> **ROWS**
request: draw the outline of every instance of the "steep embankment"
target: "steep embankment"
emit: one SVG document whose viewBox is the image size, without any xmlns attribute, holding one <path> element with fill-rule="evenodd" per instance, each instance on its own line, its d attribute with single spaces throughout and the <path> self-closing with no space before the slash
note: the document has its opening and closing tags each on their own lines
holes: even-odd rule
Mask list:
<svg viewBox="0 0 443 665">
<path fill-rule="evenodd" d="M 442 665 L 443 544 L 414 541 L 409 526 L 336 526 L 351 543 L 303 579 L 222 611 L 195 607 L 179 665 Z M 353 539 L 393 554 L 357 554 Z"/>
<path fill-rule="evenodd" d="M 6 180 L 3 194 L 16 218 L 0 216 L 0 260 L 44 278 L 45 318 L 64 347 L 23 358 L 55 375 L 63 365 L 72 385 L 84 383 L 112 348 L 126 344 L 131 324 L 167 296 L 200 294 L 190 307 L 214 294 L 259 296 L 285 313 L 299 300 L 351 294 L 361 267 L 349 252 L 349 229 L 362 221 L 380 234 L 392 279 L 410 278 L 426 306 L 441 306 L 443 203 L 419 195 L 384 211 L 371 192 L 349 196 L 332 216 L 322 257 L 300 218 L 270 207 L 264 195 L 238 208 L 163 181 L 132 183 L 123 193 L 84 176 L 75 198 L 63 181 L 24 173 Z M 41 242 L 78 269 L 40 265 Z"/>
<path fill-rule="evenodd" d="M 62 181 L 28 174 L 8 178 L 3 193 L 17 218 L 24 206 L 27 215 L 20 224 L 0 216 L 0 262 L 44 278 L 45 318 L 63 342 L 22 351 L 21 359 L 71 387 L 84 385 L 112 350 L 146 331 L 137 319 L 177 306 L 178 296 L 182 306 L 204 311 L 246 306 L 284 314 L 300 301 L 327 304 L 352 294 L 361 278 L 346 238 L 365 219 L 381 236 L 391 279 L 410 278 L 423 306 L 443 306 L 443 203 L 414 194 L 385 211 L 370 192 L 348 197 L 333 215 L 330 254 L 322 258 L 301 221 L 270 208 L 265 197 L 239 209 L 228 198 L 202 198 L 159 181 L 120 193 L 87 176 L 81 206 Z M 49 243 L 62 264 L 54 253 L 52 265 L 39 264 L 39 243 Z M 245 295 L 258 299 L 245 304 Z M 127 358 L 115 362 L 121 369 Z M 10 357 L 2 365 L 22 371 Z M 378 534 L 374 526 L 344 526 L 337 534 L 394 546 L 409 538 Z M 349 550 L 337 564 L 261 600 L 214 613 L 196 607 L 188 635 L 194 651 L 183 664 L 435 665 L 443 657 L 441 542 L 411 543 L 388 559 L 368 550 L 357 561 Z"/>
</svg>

> **EXERCISE INSTRUCTIONS**
Write out the full listing, keeping every line exactly as it is.

> **WRITTEN REPLY**
request: draw the outline of every instance of the "steep embankment"
target: "steep embankment"
emit: one SVG document whose viewBox is the image size, without any xmlns attribute, holding one <path> element with fill-rule="evenodd" per instance, each instance on its own line, its d attribute with single spaces throughout and the <path> self-closing with no space before the slash
note: the document has its opening and closing tags each on their own lines
holes: even-odd rule
Mask list:
<svg viewBox="0 0 443 665">
<path fill-rule="evenodd" d="M 442 665 L 443 544 L 414 541 L 409 526 L 336 526 L 351 543 L 303 579 L 222 611 L 195 607 L 179 665 Z M 353 539 L 393 554 L 357 554 Z"/>
<path fill-rule="evenodd" d="M 6 180 L 3 194 L 16 218 L 0 216 L 0 260 L 44 278 L 45 318 L 64 347 L 23 358 L 55 375 L 63 365 L 72 385 L 84 383 L 112 348 L 126 344 L 131 324 L 167 296 L 200 294 L 190 307 L 214 294 L 259 296 L 285 313 L 299 300 L 351 294 L 361 267 L 349 252 L 349 229 L 362 221 L 380 234 L 392 279 L 410 278 L 426 306 L 441 306 L 443 203 L 419 195 L 384 211 L 371 192 L 349 196 L 332 216 L 322 257 L 300 218 L 270 207 L 264 195 L 238 208 L 163 181 L 132 183 L 123 193 L 84 176 L 75 198 L 63 181 L 24 173 Z M 41 242 L 78 269 L 40 265 Z"/>
<path fill-rule="evenodd" d="M 62 181 L 28 174 L 8 178 L 3 193 L 17 218 L 24 206 L 27 215 L 20 224 L 0 216 L 0 262 L 44 278 L 45 318 L 63 342 L 22 351 L 21 359 L 71 387 L 84 385 L 112 350 L 146 331 L 137 319 L 177 306 L 178 296 L 182 306 L 204 311 L 246 306 L 284 314 L 300 301 L 327 304 L 352 294 L 361 278 L 346 238 L 365 219 L 381 236 L 391 279 L 410 278 L 423 306 L 443 306 L 443 203 L 414 194 L 385 211 L 370 192 L 348 197 L 333 215 L 330 254 L 322 258 L 301 221 L 270 208 L 265 197 L 239 209 L 228 198 L 202 198 L 159 181 L 120 193 L 87 176 L 81 206 Z M 49 243 L 62 264 L 54 253 L 52 265 L 39 264 L 39 243 Z M 245 295 L 258 299 L 245 304 Z M 127 358 L 115 362 L 121 369 Z M 10 357 L 2 365 L 22 371 Z M 378 534 L 374 526 L 344 526 L 337 534 L 394 546 L 409 538 Z M 349 550 L 337 564 L 261 600 L 214 613 L 196 607 L 188 635 L 194 651 L 183 664 L 435 665 L 443 657 L 441 542 L 411 543 L 388 559 L 368 550 L 357 561 Z"/>
</svg>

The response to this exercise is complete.